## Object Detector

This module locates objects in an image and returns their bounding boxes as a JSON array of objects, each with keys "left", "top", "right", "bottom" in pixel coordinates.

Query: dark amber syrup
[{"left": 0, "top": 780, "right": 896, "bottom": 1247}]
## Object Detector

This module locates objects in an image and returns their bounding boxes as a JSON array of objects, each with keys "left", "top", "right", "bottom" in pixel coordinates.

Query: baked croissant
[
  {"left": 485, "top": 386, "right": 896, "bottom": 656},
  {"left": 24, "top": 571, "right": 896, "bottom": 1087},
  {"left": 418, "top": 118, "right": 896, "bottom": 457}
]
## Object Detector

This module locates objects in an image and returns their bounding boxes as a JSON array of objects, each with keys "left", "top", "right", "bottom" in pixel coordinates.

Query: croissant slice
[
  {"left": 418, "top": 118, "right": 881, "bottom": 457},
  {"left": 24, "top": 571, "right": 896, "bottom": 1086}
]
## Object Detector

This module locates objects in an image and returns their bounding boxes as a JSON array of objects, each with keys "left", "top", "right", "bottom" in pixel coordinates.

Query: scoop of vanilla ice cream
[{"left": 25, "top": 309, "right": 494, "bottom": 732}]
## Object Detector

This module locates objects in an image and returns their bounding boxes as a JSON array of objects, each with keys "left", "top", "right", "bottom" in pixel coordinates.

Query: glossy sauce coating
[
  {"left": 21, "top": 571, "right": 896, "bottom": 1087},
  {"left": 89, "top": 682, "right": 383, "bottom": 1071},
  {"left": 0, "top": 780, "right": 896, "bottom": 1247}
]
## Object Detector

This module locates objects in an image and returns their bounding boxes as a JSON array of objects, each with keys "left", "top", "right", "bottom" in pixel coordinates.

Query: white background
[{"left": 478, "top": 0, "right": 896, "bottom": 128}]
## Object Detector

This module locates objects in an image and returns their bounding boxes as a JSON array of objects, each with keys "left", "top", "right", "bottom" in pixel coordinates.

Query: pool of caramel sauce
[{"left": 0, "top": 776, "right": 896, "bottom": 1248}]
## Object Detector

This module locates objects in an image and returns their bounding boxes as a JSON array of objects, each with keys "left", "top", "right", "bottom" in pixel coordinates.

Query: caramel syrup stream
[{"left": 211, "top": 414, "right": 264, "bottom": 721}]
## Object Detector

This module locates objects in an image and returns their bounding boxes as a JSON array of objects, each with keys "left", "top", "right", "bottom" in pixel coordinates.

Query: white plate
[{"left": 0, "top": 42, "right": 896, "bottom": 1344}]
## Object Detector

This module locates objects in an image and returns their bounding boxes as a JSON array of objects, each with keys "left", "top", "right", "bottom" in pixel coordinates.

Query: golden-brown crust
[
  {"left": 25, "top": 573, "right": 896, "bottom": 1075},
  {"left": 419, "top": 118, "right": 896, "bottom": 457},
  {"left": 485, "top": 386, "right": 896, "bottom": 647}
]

**WORK TO BE COMPLETED:** Please return every line of the entries above that contains the word "caramel".

**SOLUTION BELOW:**
Query: pool of caramel sauce
Query: caramel syrup stream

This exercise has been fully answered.